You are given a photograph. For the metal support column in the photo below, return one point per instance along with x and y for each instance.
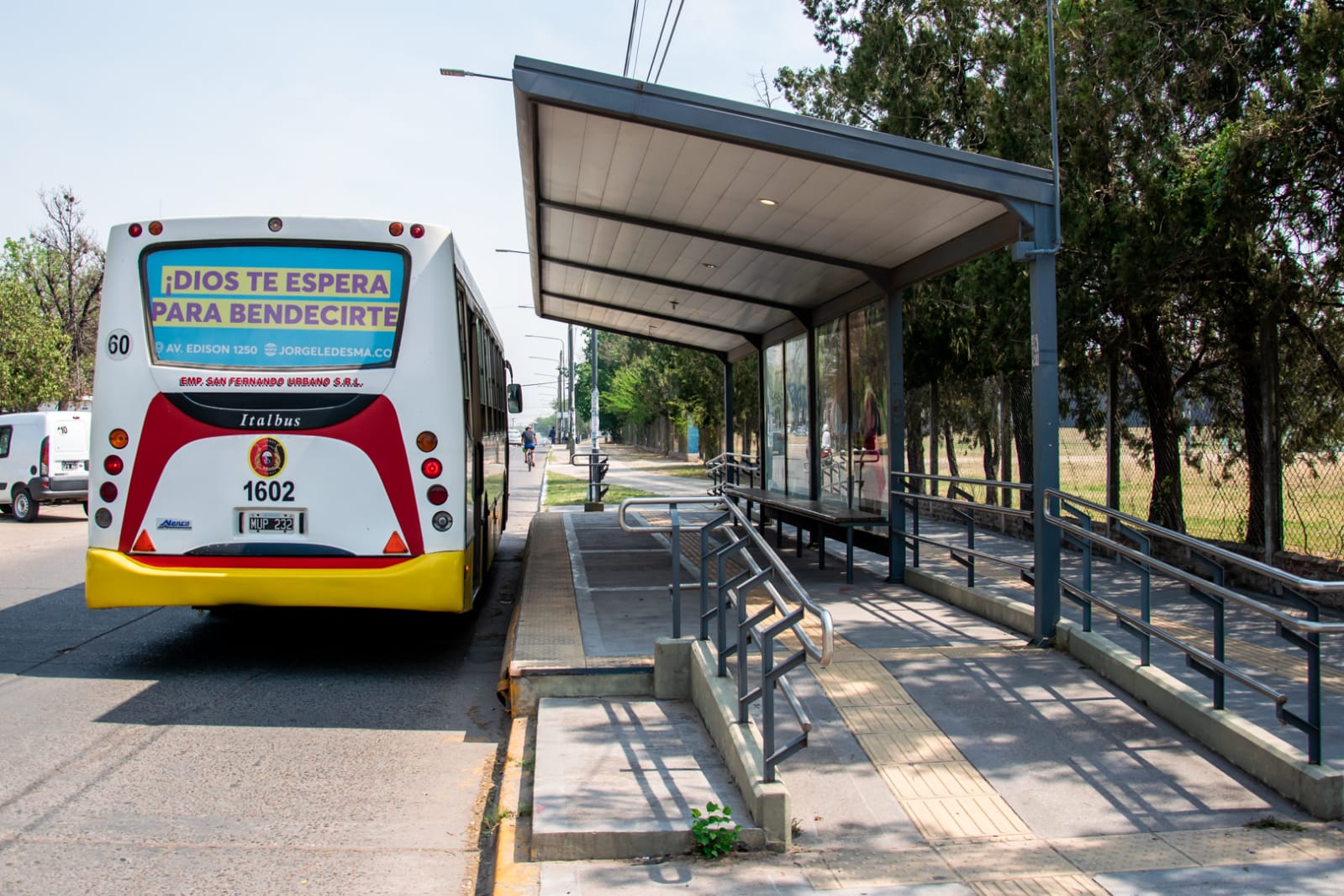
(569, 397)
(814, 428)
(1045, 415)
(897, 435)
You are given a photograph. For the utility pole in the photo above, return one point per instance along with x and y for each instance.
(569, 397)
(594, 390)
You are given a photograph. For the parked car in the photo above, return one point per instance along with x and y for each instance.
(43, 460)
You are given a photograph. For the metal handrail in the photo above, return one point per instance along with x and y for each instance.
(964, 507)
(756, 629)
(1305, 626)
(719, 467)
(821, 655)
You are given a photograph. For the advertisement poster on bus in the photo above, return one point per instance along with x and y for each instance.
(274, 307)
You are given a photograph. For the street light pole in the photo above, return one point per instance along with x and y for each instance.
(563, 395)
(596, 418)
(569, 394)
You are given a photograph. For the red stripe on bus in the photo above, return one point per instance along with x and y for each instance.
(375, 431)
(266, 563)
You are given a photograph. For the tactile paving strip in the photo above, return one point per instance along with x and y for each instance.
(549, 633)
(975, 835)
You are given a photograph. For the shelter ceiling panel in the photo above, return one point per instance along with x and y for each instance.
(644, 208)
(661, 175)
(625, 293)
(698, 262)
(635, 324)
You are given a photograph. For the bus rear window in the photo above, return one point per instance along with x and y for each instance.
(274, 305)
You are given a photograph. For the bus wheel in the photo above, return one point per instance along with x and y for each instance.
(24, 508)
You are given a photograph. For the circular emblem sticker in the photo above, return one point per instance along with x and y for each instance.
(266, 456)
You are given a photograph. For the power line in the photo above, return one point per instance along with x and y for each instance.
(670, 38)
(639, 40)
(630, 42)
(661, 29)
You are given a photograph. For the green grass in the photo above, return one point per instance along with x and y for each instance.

What needs to be done: Transcribe the listing in full. Leave the pictures out.

Answer to this task:
You are given a photograph. For the metal support column in the photo below, return one point per instance along with x and y for each instance.
(569, 397)
(814, 428)
(1045, 415)
(897, 435)
You are given a photograph. For the utility pole in the photo above, return one point per instance along with x and y for each instance.
(569, 397)
(594, 390)
You are given a photograph. For the parked car in the photo above, return one point per instance along with x and y for each instance.
(43, 460)
You are given a photograph. For the metal handrail in the photo above, return one point per instance along with x and y for each instance.
(964, 507)
(756, 629)
(1305, 626)
(719, 467)
(821, 655)
You are given a photograph. For the advertisement poster on bus in the photo above, return one point per instance along with x and y for each instance.
(274, 307)
You are given a photograph. For the street light pole in the photo above, return one point per instance along with x and y for each instance.
(563, 395)
(596, 418)
(569, 394)
You are given a photograph. For the red stripe on bus in the photo above, return one point per instance along with x and y for each instance.
(375, 431)
(266, 563)
You are given a photograph. For the tactile paving strip in the photo above, return one point per instance along with x and y for each instance.
(549, 633)
(975, 835)
You are given a photograph. For the shelter ceiling panel in the photo above, return one point per instance along with x and y for each instance.
(644, 208)
(661, 175)
(625, 293)
(698, 262)
(635, 324)
You are given a photograph. For the bus rear window in the photo above, return one point per instance along with x and y for each instance.
(274, 305)
You are given a photograph. For the bus wheel in the photo above, return one point per instance along with x and y for each instance.
(24, 508)
You are given a photograph. For the circular emblem sticker in the photo above, return one point per instance along with x and y for each instance.
(266, 456)
You are given a photograph. For the power line in the photo above, return one point per instance along with x and y for each instance.
(670, 38)
(639, 40)
(630, 42)
(661, 29)
You are given a photograph. For the green grass in the photo above, return one point per instance along with x and y for each instance.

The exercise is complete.